● Task requirements
List every line in the records below that contains the word "weathered". Copy each line in full.

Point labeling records
..............................
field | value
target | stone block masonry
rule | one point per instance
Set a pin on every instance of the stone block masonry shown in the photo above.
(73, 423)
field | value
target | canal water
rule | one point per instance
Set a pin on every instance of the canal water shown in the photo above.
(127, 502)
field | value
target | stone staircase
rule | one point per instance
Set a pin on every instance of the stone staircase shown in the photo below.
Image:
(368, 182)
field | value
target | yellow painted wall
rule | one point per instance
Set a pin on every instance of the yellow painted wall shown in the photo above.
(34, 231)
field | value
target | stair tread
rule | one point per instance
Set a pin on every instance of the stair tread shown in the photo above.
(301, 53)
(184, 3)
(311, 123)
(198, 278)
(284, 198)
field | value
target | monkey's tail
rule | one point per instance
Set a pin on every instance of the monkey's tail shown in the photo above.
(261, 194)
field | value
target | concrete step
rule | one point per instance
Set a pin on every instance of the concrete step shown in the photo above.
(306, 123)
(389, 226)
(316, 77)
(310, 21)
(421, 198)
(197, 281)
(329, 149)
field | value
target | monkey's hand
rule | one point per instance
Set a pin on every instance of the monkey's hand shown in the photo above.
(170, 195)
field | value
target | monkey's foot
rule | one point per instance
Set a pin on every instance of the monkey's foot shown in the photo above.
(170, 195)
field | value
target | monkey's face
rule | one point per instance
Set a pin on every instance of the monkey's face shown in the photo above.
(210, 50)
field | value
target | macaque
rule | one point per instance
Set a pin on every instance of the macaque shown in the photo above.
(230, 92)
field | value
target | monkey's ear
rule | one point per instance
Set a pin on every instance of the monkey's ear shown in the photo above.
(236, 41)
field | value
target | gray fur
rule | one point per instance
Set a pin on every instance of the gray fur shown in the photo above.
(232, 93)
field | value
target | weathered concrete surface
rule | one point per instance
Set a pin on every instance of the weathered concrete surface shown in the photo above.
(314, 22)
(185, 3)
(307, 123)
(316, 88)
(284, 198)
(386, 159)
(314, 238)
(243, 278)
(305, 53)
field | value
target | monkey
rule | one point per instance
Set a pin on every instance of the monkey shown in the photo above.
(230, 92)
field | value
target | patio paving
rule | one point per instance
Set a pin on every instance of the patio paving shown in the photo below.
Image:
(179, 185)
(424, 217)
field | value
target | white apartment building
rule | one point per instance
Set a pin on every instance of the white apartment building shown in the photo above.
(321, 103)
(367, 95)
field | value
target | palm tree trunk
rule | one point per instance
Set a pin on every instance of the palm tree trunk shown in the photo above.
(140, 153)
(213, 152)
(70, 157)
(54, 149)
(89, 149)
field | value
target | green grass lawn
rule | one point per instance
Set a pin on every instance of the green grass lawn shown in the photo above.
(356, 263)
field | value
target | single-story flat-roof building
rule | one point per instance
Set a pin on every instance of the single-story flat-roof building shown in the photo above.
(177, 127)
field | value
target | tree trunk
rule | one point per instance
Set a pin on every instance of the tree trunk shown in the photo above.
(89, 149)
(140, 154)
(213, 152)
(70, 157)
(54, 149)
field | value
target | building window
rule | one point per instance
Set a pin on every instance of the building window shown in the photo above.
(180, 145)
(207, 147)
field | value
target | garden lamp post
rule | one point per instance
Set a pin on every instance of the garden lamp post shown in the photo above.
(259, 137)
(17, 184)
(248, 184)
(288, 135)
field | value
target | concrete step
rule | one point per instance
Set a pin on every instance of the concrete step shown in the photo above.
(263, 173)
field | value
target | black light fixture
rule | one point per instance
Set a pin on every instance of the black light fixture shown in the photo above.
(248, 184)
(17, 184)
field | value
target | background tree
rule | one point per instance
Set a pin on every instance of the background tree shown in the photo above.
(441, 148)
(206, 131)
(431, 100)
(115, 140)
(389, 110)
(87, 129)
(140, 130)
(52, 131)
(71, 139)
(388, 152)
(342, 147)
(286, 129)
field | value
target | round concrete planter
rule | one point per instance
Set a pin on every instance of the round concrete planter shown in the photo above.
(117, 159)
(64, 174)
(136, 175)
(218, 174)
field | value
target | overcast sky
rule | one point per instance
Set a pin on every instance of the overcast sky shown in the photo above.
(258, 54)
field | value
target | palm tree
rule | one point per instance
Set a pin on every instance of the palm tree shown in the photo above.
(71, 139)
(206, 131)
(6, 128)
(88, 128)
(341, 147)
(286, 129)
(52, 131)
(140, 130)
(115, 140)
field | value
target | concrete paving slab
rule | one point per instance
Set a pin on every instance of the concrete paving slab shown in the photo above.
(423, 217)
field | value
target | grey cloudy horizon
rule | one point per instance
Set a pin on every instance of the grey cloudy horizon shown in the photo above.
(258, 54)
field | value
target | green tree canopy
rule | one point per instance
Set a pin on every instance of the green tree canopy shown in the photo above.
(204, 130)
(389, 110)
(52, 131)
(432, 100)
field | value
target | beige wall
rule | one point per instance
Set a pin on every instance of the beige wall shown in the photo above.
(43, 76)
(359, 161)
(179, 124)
..............................
● Written response
target | weathered concrete surface
Set a pin on every instance of the weathered concrete surface shown in the photo above.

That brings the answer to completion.